** RECORDED DATA **
-----
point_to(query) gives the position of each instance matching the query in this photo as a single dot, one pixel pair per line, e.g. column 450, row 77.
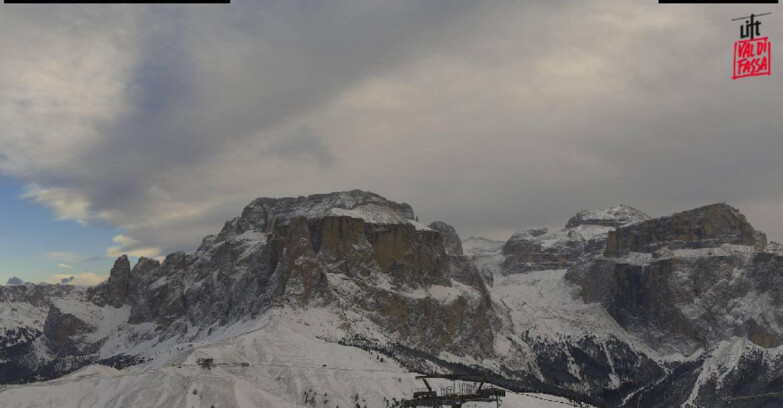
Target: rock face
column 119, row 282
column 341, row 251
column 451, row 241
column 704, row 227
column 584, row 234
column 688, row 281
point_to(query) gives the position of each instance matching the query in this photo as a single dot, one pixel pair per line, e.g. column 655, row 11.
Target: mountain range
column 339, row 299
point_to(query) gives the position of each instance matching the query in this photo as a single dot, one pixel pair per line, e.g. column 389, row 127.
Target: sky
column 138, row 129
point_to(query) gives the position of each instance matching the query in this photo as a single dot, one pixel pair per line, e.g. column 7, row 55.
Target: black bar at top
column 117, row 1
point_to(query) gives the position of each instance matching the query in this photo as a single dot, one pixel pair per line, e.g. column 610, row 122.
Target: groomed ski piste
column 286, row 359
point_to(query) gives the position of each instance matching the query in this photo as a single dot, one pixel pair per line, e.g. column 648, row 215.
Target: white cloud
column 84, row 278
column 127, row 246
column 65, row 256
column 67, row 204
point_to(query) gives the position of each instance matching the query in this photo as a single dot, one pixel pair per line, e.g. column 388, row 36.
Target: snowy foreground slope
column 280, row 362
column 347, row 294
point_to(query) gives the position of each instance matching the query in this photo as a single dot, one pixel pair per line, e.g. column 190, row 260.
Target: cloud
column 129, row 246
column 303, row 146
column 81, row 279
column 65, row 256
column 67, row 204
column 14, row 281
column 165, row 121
-----
** ACTIVITY **
Word-for-word repeat, images excluded: return all the data.

** ANSWER FOR THIS EXERCISE **
point_to(query) gives the position of each instance matching the query in this photo as a single dot, one pixel pair per line, e.g. column 450, row 77.
Target: rock face
column 119, row 282
column 341, row 251
column 451, row 241
column 704, row 227
column 584, row 234
column 688, row 281
point_to(query) gives the position of each instance matching the query in this photo as a single dot, one pixel pair per line, e.g. column 655, row 11.
Target: mountain range
column 339, row 299
point_to(query) gives the position of each instance matching the query in this photo as a single dot, one pixel pair per line, e.g. column 389, row 127.
Target: sky
column 138, row 129
point_to(query) gives the position of each instance matching the query in this photo as a single dot, one pixel pair per line, e.g. column 7, row 55.
Target: black bar at top
column 117, row 1
point_to(query) gives the position of each instance matching the query in this photo as a single dot, one pixel pair per line, e.g. column 610, row 122.
Target: groomed ski piste
column 286, row 359
point_to(query) gives the position of each instance matching the query in this photo as a single dot, one pixel pair per line, e.g. column 648, row 215.
Target: white cloud
column 84, row 278
column 127, row 246
column 65, row 256
column 67, row 204
point_to(query) gives the position of each instance matching the query in this photo as a single dot, one pixel pair per line, e.g. column 388, row 36.
Target: snowy foreground slope
column 280, row 362
column 347, row 294
point_to(query) gives the position of each instance matching the query in this photo as a single dot, one pixel pair per line, e.g. column 190, row 260.
Target: cloud
column 129, row 246
column 303, row 146
column 81, row 279
column 65, row 256
column 67, row 204
column 14, row 281
column 165, row 121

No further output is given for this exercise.